==== Provided passage ====
Specifically related to sstate caches, we have a remote sstate mirror setup in s3. All CI builds update the s3 mirror, so we have a large number of writers. For all our builds, we setup a local build directory per repo (a repo can have multiple), which is where we host the local sstate cache, and we parallelize based on build directory.

> The concern is that your patch does not overwrite the artifact, rather
> it deletes it first, and recreates it later. This creates a time
> window where a cache object exists, and then it doesn't, and then it
> exists again. This will break builds running in parallel in all sorts
> of interesting ways, as sstate is not designed for objects
> disappearing after they've been checked and confirmed to exist by
> bitbake.

This makes a lot of sense. This is a use case we didn't consider when creating the patch and not applicable to us. (Since we parallelize by multiple build directories that don't share a local sstate cache. Developer builds don't really care about the extra local parallelization, while CI builds share the remote sstate cache.)

> Then you can take the report and run a script that deletes the
> offending items. This all can be automated, and doesn't have to be
> executed manually.

So that's the tricky thing for us. We will have to run the script at a time window where no builds are happening. Because when I tried deleting corrupted objects from the s3 sstate cache manually, the corrupted sstate object ended up being reuploaded by ongoing builds... And this is pretty difficult to execute reliably, since we have so many builds.

I do understand more where you're coming from now, and it does sound like the way we implemented this fix is not applicable for all use cases. Can we make this a configurable option instead? 

Or if we don't want to remove an existing sstate object from the cache, would it be fine to then overwrite existing sstate cache objects after we finish rebuild it? With our current remote s3 sstate mirror, we already overwrite the remote when the object is different. (I think it might be possible to implement a marker during the decompression phase, and later overwrite the previous sstate object after the local rebuilds. Will need to look more into it. )

Thanks,
Max

On 10/10/24, 5:19 AM, "Alexander Kanavin" <alex.kanavin@gmail.com <mailto:alex.kanavin@gmail.com>> wrote:

CAUTION: This email originated from outside of the organization. Do not click links or open attachments unless you can confirm the sender and know the content is safe.

On Tue, 8 Oct 2024 at 20:47, Sobon, Przemyslaw <psobon@amazon.com <mailto:psobon@amazon.com>> wrote:
> The "only one reporting" does not mean the problem does not exist, it may be
> just not as big problem for others as for us. Similar problem exist for DRAM
> memory corruptions? Most of the people don't care about that but for some
> this is important problem, e.g. when you see 1 OS crash per 10 years it is
> not a big deal but if you own 10k servers you see 3 crashes per day. That is
> the scale factor that is important. Max talked about our scale already.
> Summarizing, the manual work is not a solution for us due to scale.

But can you say what your scale actually is? How many sstate objects
are written into the shared cache per day? How often do you see
corruptions?

Basically it helps if you introduce yourselves and your product first,
as this is I think you first time interacting with the community?
==== Supplied records ====
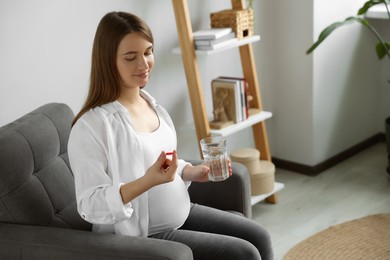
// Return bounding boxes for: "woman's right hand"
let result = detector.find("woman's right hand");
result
[119,151,179,204]
[145,151,179,186]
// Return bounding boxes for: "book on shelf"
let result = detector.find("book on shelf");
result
[194,32,236,47]
[210,77,248,129]
[192,28,232,40]
[219,76,249,119]
[195,38,238,50]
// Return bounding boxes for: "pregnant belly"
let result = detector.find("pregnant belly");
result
[148,176,190,235]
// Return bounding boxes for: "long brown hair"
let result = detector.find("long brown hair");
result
[72,12,154,125]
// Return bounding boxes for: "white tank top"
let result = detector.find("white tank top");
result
[138,111,190,235]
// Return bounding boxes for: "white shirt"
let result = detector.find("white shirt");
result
[68,90,190,237]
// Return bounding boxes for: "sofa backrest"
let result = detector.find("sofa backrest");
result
[0,103,91,230]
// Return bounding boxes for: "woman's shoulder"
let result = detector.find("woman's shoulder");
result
[74,102,118,129]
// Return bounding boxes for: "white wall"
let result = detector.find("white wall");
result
[312,0,383,163]
[0,0,390,165]
[256,0,390,166]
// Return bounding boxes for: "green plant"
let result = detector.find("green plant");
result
[306,0,390,59]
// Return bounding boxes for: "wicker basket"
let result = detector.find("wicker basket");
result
[210,9,254,39]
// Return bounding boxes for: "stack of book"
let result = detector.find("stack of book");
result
[193,28,237,50]
[210,77,249,129]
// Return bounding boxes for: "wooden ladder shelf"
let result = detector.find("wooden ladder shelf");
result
[172,0,278,203]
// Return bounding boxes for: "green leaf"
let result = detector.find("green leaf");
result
[306,16,368,54]
[358,0,390,15]
[375,42,390,60]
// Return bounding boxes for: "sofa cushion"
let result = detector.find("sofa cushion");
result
[0,103,91,230]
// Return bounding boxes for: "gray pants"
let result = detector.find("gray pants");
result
[150,204,273,260]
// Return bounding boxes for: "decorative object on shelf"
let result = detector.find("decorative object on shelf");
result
[210,88,234,129]
[230,148,275,195]
[210,8,254,40]
[210,77,247,129]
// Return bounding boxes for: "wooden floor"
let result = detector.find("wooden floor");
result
[253,143,390,260]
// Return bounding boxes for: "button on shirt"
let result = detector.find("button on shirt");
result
[68,90,190,237]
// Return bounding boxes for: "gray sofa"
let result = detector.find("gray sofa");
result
[0,103,251,260]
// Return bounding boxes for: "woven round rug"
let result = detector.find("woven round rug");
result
[283,214,390,260]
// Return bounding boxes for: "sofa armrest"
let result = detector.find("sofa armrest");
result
[187,160,252,218]
[0,223,193,260]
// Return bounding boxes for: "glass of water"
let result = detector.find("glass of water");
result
[200,136,229,182]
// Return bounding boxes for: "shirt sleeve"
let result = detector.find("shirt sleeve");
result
[68,115,133,224]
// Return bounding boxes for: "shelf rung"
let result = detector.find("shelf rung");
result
[172,35,260,55]
[210,111,272,136]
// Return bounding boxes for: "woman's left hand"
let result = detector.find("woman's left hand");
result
[182,159,233,182]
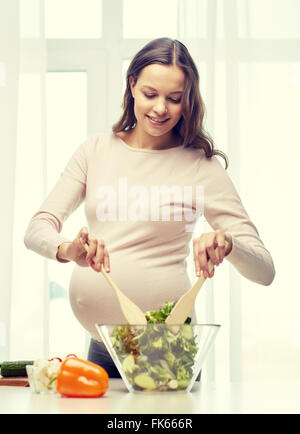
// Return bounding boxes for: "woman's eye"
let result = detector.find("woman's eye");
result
[169,98,181,104]
[144,93,181,104]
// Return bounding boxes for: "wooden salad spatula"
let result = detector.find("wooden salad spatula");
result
[80,238,147,325]
[165,241,228,332]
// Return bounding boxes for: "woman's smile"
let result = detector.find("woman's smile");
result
[146,115,169,128]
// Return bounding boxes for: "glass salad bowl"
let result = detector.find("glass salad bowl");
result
[95,323,220,393]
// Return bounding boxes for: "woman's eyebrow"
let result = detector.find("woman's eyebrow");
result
[142,86,183,94]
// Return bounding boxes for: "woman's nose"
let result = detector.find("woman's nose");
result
[154,101,167,115]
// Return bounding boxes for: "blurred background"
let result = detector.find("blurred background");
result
[0,0,300,381]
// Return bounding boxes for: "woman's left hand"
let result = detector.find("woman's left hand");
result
[193,231,232,277]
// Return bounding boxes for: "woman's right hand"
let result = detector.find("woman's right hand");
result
[57,227,110,273]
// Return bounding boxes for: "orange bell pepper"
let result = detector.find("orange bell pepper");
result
[56,357,109,397]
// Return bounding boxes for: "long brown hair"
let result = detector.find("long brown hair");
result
[112,38,228,169]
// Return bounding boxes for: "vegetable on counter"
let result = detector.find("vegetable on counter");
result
[28,357,61,393]
[112,302,197,391]
[56,357,109,397]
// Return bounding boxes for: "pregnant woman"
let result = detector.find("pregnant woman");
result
[25,38,275,377]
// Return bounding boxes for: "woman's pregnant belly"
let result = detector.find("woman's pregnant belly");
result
[69,256,191,339]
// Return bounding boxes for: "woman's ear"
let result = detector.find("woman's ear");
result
[129,75,135,98]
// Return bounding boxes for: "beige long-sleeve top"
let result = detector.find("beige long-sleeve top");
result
[24,134,275,338]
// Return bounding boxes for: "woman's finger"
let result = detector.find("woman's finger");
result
[95,239,105,271]
[216,231,225,264]
[198,238,210,277]
[104,247,110,273]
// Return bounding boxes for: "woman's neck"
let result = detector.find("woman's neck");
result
[119,127,180,150]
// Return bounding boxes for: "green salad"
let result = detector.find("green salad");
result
[112,302,197,391]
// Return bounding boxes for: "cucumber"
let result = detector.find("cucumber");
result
[134,374,156,390]
[181,324,194,339]
[0,360,34,377]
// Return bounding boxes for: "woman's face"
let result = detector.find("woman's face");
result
[129,64,185,137]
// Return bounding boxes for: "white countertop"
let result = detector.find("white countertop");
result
[0,379,300,415]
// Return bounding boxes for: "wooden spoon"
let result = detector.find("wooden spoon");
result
====
> Short problem A:
In the sstate cache email thread, what happened when corrupted objects were manually deleted from the s3 sstate cache?
> Short problem B:
Write the next portion of the sstate cache email thread, beginning after its final sentence.

> Answer A:
Ongoing builds reuploaded the corrupted sstate object.

> Answer B:
> I disagree, we can overwrite bad artifact. Yocto indirectly does that as it has
> to rebuild the package. This is "by design" behavior. And to be honest, there is
> no difference between (1) rebuilding the package every time and (2) overwriting
> sstate cache so any other build can reuse it. Is there any concern around
> uploading such freshly built artifact?

The concern is that your patch does not overwrite the artifact, rather
it deletes it first, and recreates it later. This creates a time
window where a cache object exists, and then it doesn't, and then it
exists again. This will break builds running in parallel in all sorts
of interesting ways, as sstate is not designed for objects
disappearing after they've been checked and confirmed to exist by
bitbake.

For example, when we do need to test cache deletions (for instance in
oe-selftest), we make super-sure that this is done on a private small
test cache that isn't shared with anything, as otherwise there have
been notoriously strange failures in random places.

The other concern I expressed to Max: this auto-recovery sweeps the
'flaky hardware' problem under the rug, instead of being loud and
clear about it. If someone had a perfectly working sstate (and many
people do, including the yocto upstream), and then it started throwing
random fails, they're not going to notice it. If someone had very rare
corruptions and then the rate increased, they're not going to notice
that either. Except when they start to wonder why builds seem to take
longer and longer and longer.

> This is random thing, we are not in control of e.g. DRAM bit flip error, they
> simply happen. To simulate the situation you can inject an error yourself by
> e.g., overwriting the random byte of the zstd file before it is uploaded.

Yes, I saw it. The key issue is this bit in sstate.bbclass before
actually creating the sstate archive:

if sstate_pkg.exists():
touch(sstate_pkg)
return

If sstate item exists, then it will not be replaced, even if it's been
determined to be corrupted earlier.

I don't know yet how to best handle this, but I would want to improve
*reporting* of corrupt sstate before we can decide whether yocto can
do something about it that doesn't make things worse than they are
now.

Then you can take the report and run a script that deletes the
offending items. This all can be automated, and doesn't have to be
executed manually.

Alex

^ permalink raw reply	[flat|nested] 12+ messages in thread

* Re: [OE-core] [PATCH] sstate: remove corrupted artifacts from local mirror
  2024-10-15 18:25 Yu, Max
@ 2024-10-15 20:32 ` Richard Purdie
  2024-10-15 20:52   ` Alexander Kanavin
  0 siblings, 1 reply; 12+ messages in thread
From: Richard Purdie @ 2024-10-15 20:32 UTC (permalink / raw)
  To: yumx, Alexander Kanavin, Sobon, Przemyslaw
  Cc: openembedded-core@lists.openembedded.org

On Tue, 2024-10-15 at 18:25 +0000, Yu, Max via lists.openembedded.org wrote:
> 
> > But can you say what your scale actually is? How many sstate objects
> > are written into the shared cache per day? How often do you see
> > corruptions?
> 
> Our sstate cache has 25TB and 12M objects. I do not have the
> read/write metrics, but we run ~5k image builds per day, and we were
> seeing the corruption issue about once per two weeks before this
> patch. Our image builds range from 3k - 8k build steps, but these
> numbers become funky since these are not builds from scratch. (These
> corruptions we're facing are likely not bit flips, the example I gave
> was just trying to illustrate how rare events can happen that
> shouldn't just be summarized with "fix your infra". If it makes
> things better or worse, we only started to see these corruption
> issues after moving to kirkstone where they are now compressed with
> pzstd...)
> 
> For some more context, we at AWS use Yocto to build the OS for a lot
> of hardware platforms and a number of smaller component images.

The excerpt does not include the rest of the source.